* [Written instruction 1]
Using the sermon on 1 John 3:18, answer these questions.
(a) In the NIV, what word might a reader see in place of "conscience"?
(b) What does the speaker call one of the hardest parts about getting older?
(c) What does the speaker say happens the more you try to love in this way?
* [Written instruction 2]
Continue the sermon on 1 John 3:18 from the point where it stops.

* [Excerpt provided]
- - - - - - -

Maybe you don't really belong and maybe a most foundational way you don't belong to God. But before we jump into our text today, let's pray and then we'll read together. God, we thank you so much for this time. Thank you for your word. Thank you for time together, even just time to eat and hang out afterwards. We're grateful just that that's a picture of the abundance of what's coming. In the meantime, we know that life can sometimes be really, really hard. Know that things are imperfect, situations are confusing. We just need wisdom. God, we just need that this morning. Spirit. We pray that you would lead our time, enlighten our minds, help us to move love toward action. We pray this in Jesus name. Amen. Okay, so here's one John chapter three, verse 18. And as a note, I just want to mention I'm using the CSB translation, which is abnormal.
Actually. It's HCSB. I'm not even going to get into it other than just, I think it provides some additional clarity in the structure of how it's oriented in English. Okay, here's verse 18. It says, little children, we must not love with word or speech, but with truth and action. This is how we will know we belong to the truth and will convince our conscience in his presence, even if our conscience condemns us, that God is greater than our conscience and he knows all things. So the NIV, you might read the word conscience and see the word heart or hearts, okay? So it's using that as a stand in and we'll go through that later. So here's what happens. Maybe you hear verse 18 and you really take that seriously. Okay, I shouldn't just live my life thinking nice thoughts or saying nice things, although those are good.
I need to move my feet. I need to embody love in the way we extend care to others or creation even more broadly. But here's where things begin to break down. The more you try to love in this way, the more you're going to fail. Sure, you'll do some super important things and maybe a whole host of things you maybe even be proud of. But the reality is that as you try to do anything good, there are going to be times when you fall short. Maybe you must understand a situation or offend someone. Maybe you serve someone but you have a terrible attitude and they feel patronized and the friendship is damaged. Maybe you step over the line or some boundaries ended up taking over in an area you shouldn't have. Maybe you lose your temper and get sucked into an unhealthy relationship or honestly, just a thousand other possibilities.
In short, you tried and you failed. And these things, they begin to stack up in our minds. And I was just telling someone a few weeks ago that one of the hardest parts I think about getting older is that you collect grief as you go. Memories, disappointments, tragedies, the weight of your own memory. It can feel like a lot. And that's not to diminish the good times, the good memories, of course, but this happens also with our screw ups. And so when we reread one John verse 18, with the weight of our sin, our failures, our conflicted attitudes, our broken relationships, suddenly this verse that maybe once seemed like kind of an inspiring call to Christlike love now sounds impossible. And we begin usually quite subtly I would say, to condemn ourselves. But the key is what happens next? Sort of this next move. Some may simply kind of grit their teeth and kind of white knuckle.

- - - - - - -

* [Supplied information]
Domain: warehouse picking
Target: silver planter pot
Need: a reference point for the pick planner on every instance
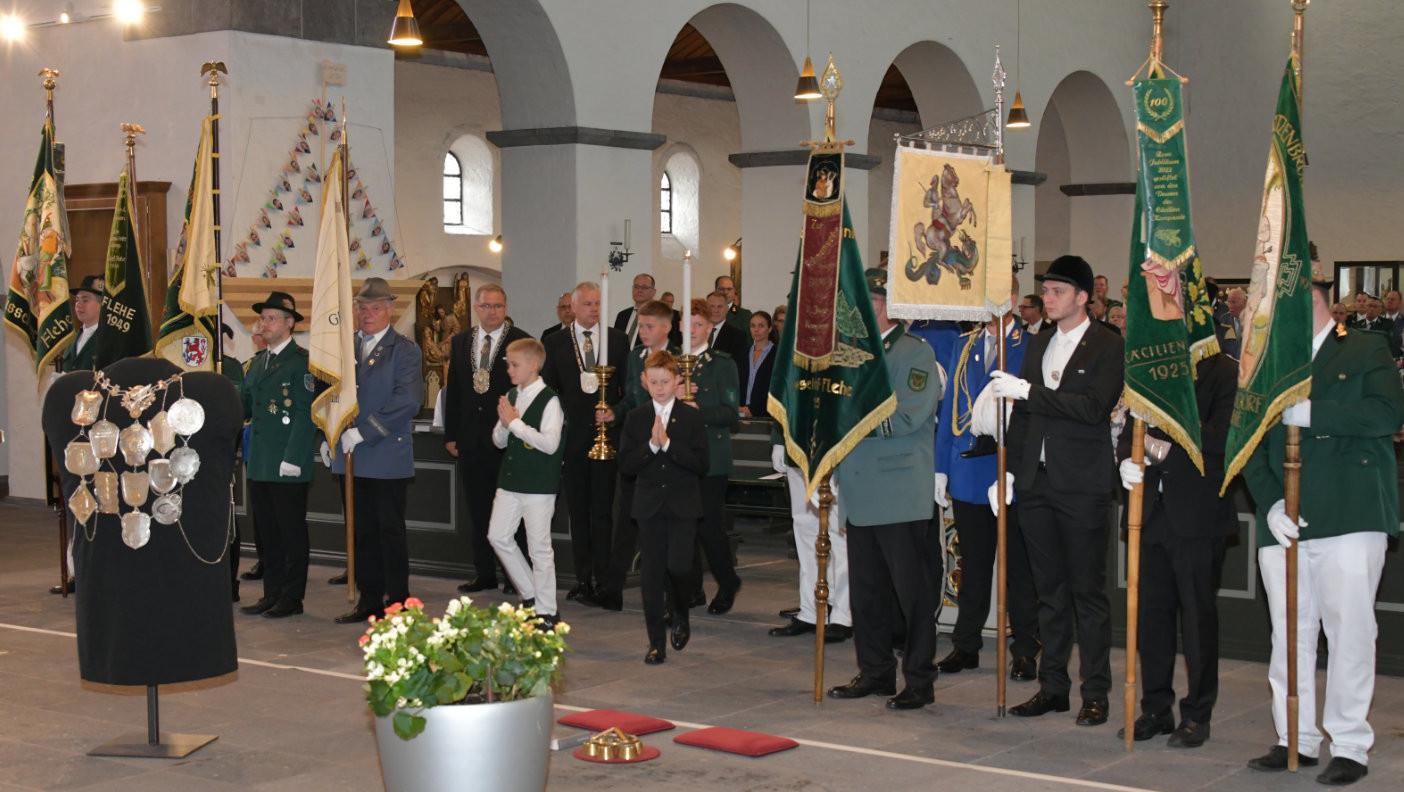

- - - - - - -

* [Exercise answer 1]
(a) Heart or hearts.
(b) That you collect grief as you go.
(c) The more you try, the more you're going to fail.

* [Exercise answer 2]
Their good works kind of come hell or height water. We're not going to disappoint God. They see themselves maybe as a barrier to overcome primarily others may begin to withdraw. You slowly begin to stop trying. It's just too hard, too painful to try stuff. You feel like a failure. So if you attempt less stuff, maybe you'll feel less disappointment, maybe you'll hurt less. But either way, we end up in this place where we're going into a particular voice in our heads, and that is a voice of self-condemnation. So do you see how John's argument flows here? We shouldn't only love in words with truth and action, and that is how we know that we belong to the truth. It sort of comes out of our lives and that persuades our conscience or our heart. That is true in fact, right? So we start to see stuff happen even when we fail, but when our minds are in accordance with truth, we start to realize, oh, I do belong to the truth because I'm giving my life to it even when we fail.
So even if our love in action, our embodied truth doesn't convince us that we are children of God, we are reminded that God himself is greater than our own hearts testifying against us. And that's a big deal because he knows all the facts more than you, and he knows everything, and yet he still loves you. So this morning I want to remind you of this, when we experience failure, perhaps even because of sin, we need to train our ears to listen to the voice of God and away from voices of condemnation, maybe even first and foremost, our own self condemnation. Perhaps it's where you're at this morning. Maybe your heart is a little prosecutor that you're kind of carrying around with you everywhere you go. But you and I, we need to be reminded that we don't have a final say even over ourselves. Ultimately love does because Jesus does, and the spirit of God testifies to this truth, and that's the case.
Whether you're arrogant and overconfident or you feel beaten down and feel like giving up God is overall. Now remember last week we talked about how John was writing to this kind of group of Christians who had been internally divided. There was a group, kind of a faction you might say, that had broken off because they had some sort of belief system that had kind of minimized the humanity of Jesus, so much so that they ended up diminishing the need to live lives of virtue. They were basically ready for God to take them home, but didn't see much value in loving their neighbor. They were in it for themselves in some way, and in that way, they were acting a little bit like Satan, who took all of God's gifts and then bent them inward on himself so that he rejected God as king, thus lying to himself and to the world.
Because this is essentially sort of part two of my sermon from last week, which I'm riffing on to be clear, I'm going to pick up on a few other helpful kind of I think framing concepts from this German philosopher I talked about last week named Joseph Pieper. He talks about how prudence, which is simply wisdom translated into real actions. That is, its distinct of course, from knowledge. There's a lot of information in the world, but that is quite different, I would say, than wisdom, right? You could just look on the internet for that. There's a lot of information, but maybe not as much wisdom and prudence. It requires being able to see things as they really are and then acting wisely. I have no doubt that Satan is quite intelligent, but he's not wise or prudent, but he looks that way and that's what's so confusing about evil.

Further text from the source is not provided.